= TASK REQUIREMENTS =
Check which lines in the records hold "open" and report how many there are, with no other text.

= AVAILABLE RECORDS =
[Start of Attachment]

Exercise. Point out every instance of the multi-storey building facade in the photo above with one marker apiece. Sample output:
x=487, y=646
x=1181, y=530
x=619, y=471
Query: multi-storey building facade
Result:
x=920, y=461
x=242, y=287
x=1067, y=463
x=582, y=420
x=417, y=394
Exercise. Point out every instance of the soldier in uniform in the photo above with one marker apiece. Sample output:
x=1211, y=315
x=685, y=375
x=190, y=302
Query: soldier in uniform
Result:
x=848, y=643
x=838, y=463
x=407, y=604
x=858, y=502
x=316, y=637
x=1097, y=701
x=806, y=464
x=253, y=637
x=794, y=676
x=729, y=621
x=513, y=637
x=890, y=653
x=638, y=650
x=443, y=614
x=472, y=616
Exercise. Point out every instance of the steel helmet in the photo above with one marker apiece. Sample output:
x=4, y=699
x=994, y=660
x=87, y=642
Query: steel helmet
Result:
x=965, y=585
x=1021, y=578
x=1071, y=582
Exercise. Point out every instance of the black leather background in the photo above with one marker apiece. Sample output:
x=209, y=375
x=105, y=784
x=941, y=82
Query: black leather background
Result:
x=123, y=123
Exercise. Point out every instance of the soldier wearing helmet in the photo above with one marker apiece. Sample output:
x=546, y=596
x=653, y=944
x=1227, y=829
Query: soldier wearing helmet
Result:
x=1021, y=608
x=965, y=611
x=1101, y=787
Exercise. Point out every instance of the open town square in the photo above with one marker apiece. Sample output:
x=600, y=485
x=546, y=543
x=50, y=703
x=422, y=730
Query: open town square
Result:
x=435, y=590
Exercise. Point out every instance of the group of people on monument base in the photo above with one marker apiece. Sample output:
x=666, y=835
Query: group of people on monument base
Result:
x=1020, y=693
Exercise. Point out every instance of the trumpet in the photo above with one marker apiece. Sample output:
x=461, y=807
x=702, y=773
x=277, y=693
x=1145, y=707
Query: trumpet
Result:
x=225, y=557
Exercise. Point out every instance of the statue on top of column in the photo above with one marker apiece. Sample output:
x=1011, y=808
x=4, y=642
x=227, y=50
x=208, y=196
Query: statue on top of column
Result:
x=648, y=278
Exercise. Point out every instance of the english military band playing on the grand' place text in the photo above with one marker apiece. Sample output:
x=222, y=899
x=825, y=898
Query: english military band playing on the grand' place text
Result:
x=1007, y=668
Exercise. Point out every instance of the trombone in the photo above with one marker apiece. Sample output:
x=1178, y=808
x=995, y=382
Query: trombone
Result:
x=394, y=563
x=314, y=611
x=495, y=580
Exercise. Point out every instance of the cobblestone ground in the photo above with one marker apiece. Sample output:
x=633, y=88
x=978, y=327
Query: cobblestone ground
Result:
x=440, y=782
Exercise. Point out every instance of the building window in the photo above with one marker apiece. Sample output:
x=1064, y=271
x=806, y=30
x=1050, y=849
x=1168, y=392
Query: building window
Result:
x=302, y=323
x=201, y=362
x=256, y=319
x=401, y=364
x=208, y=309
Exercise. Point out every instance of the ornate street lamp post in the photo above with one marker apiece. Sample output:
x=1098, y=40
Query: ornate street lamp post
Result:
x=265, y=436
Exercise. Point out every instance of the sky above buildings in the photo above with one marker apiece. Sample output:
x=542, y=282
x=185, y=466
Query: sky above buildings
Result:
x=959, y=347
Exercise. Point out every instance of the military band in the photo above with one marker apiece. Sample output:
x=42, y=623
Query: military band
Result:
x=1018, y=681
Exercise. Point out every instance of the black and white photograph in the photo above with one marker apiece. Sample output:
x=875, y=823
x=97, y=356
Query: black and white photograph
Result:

[End of Attachment]

= THE ANSWER =
2